- _Yönerge_: Müteahhitle yapılan sözleşmeler ve hukuki yarar üzerine olan metnin "2) Müteahhit ile" ile başlayıp "hukuki yararı bulunmamaktadır." ile biten kısmını, "şahsi" sözcüğünü "kişisel" ile değiştirerek yeniden yazın.

- _Metin parçası_:
========
Mesajı Okuyun
Old 31-10-2006, 19:41   #3
ibreti

 
Varsayılan

Sn. bahar kesici;
Sizin de belirttiğiniz gibi:
1) Gayrimenkul mülkiyeti tescil ile geçer. Bu yönü ile müvekkiliniz taşınmazda otursa da malik değildir.
2) Müteahhit ile müvekiliniz arasındaki sözleşme kişisel borç doğuran, bu yönü ile başkalarının hukuk alanına etkisi olmayan bir sözleşmedir.
3) Müteahhit ile aleyhine dava açan alacaklı arasındaki ilişki de tıpkı sizin müvekkilin ile müteahit arasındaki ilişki gibi başkalarının hukuk alanını etkilemeyen, şahsi borç doğuran bir ilişkidir.
4) Alacaklının, müteahhidin borcundan dolayı müvekkilinizin oturduğu daireye tedbir, haciz vs. koydurması, bu davaya müvekkilinizin müdahale etmesinde hukuki yararı varmış gibi bir yanılsama oluşturmaktadır. Bu durum yanılsamadır. Mülkiyet henüz müteahhide ait olduğu için müvekkilinizin hukuki yararı bulunmamaktadır.
========
- _Verilen kayıtlar_:
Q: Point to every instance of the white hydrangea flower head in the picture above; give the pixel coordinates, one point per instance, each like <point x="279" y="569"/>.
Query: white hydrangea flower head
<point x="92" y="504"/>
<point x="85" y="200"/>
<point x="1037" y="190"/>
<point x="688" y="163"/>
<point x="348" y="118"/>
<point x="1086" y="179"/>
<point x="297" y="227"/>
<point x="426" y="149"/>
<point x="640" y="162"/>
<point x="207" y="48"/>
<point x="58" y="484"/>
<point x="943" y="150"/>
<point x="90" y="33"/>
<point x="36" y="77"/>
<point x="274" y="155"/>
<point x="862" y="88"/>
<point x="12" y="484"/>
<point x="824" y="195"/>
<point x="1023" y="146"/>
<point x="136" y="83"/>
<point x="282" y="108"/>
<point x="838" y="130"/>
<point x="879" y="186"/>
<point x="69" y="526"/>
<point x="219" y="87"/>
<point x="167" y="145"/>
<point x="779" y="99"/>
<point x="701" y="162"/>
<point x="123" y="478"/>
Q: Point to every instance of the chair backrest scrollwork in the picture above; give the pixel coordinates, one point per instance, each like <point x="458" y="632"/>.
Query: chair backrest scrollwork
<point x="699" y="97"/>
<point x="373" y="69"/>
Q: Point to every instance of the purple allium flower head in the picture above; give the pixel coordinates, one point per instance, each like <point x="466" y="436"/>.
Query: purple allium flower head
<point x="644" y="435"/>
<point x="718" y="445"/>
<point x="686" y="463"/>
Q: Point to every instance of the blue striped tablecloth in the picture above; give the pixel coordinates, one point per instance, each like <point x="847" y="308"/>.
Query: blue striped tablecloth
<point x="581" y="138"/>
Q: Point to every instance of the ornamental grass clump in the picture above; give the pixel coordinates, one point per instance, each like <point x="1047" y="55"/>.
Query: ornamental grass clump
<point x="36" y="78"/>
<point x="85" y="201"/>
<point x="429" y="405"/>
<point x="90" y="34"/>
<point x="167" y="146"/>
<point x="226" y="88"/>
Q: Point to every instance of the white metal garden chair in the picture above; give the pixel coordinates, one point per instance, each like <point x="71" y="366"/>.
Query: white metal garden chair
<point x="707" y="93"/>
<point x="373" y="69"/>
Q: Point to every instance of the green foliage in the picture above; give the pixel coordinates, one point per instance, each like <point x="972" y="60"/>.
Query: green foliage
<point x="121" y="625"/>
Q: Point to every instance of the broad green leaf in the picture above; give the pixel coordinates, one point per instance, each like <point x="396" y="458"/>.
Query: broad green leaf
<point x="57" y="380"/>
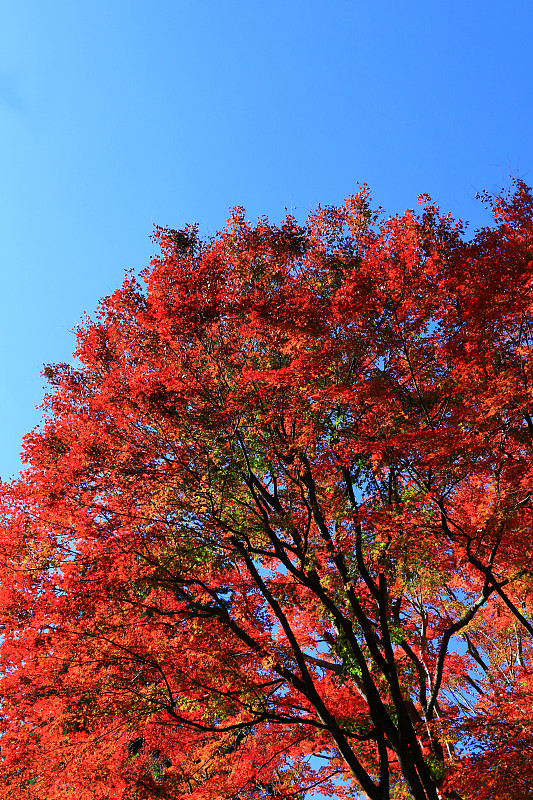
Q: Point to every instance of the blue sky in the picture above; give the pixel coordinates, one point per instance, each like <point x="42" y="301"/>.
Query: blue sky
<point x="115" y="116"/>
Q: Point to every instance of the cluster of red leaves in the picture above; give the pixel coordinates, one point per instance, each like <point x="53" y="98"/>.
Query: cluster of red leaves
<point x="280" y="508"/>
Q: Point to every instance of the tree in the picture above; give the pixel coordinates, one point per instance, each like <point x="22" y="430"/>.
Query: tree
<point x="281" y="508"/>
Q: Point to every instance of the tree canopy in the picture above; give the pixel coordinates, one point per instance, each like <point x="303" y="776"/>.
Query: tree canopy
<point x="274" y="532"/>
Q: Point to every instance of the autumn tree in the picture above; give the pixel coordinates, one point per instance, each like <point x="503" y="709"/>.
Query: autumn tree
<point x="273" y="535"/>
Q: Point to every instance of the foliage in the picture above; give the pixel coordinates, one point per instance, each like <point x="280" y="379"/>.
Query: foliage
<point x="281" y="508"/>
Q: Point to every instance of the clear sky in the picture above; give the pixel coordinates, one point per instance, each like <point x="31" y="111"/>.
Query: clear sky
<point x="118" y="115"/>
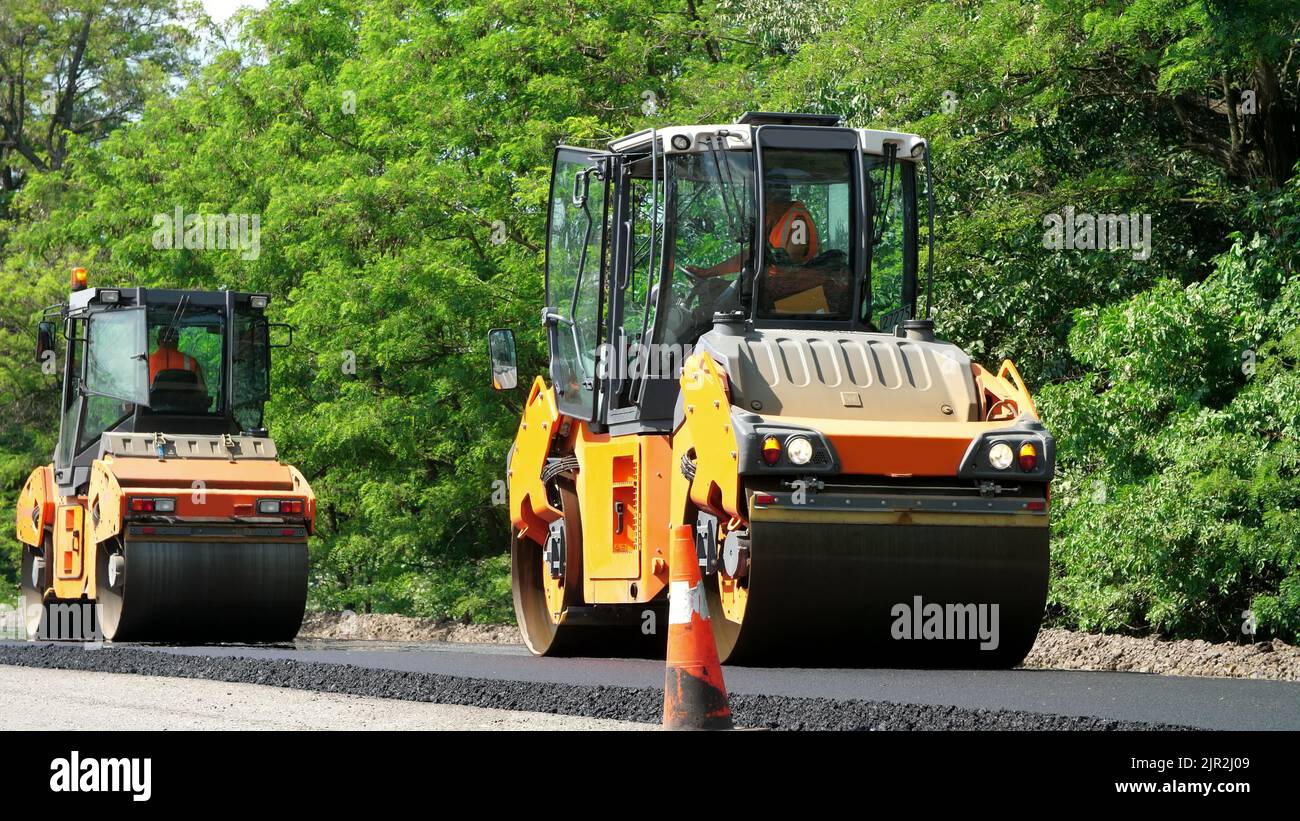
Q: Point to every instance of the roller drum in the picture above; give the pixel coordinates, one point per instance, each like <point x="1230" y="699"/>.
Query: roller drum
<point x="833" y="594"/>
<point x="203" y="591"/>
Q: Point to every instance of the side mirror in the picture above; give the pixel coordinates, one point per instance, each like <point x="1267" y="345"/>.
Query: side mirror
<point x="280" y="334"/>
<point x="501" y="348"/>
<point x="44" y="341"/>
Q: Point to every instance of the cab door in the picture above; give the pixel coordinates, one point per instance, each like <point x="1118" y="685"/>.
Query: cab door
<point x="575" y="277"/>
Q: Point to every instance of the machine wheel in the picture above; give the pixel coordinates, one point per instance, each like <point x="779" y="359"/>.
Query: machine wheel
<point x="542" y="603"/>
<point x="830" y="602"/>
<point x="200" y="593"/>
<point x="33" y="589"/>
========
- _Yanıt_:
2) Müteahhit ile müvekiliniz arasındaki sözleşme kişisel borç doğuran, bu yönü ile başkalarının hukuk alanına etkisi olmayan bir sözleşmedir.
3) Müteahhit ile aleyhine dava açan alacaklı arasındaki ilişki de tıpkı sizin müvekkilin ile müteahit arasındaki ilişki gibi başkalarının hukuk alanını etkilemeyen, kişisel borç doğuran bir ilişkidir.
4) Alacaklının, müteahhidin borcundan dolayı müvekkilinizin oturduğu daireye tedbir, haciz vs. koydurması, bu davaya müvekkilinizin müdahale etmesinde hukuki yararı varmış gibi bir yanılsama oluşturmaktadır. Bu durum yanılsamadır. Mülkiyet henüz müteahhide ait olduğu için müvekkilinizin hukuki yararı bulunmamaktadır.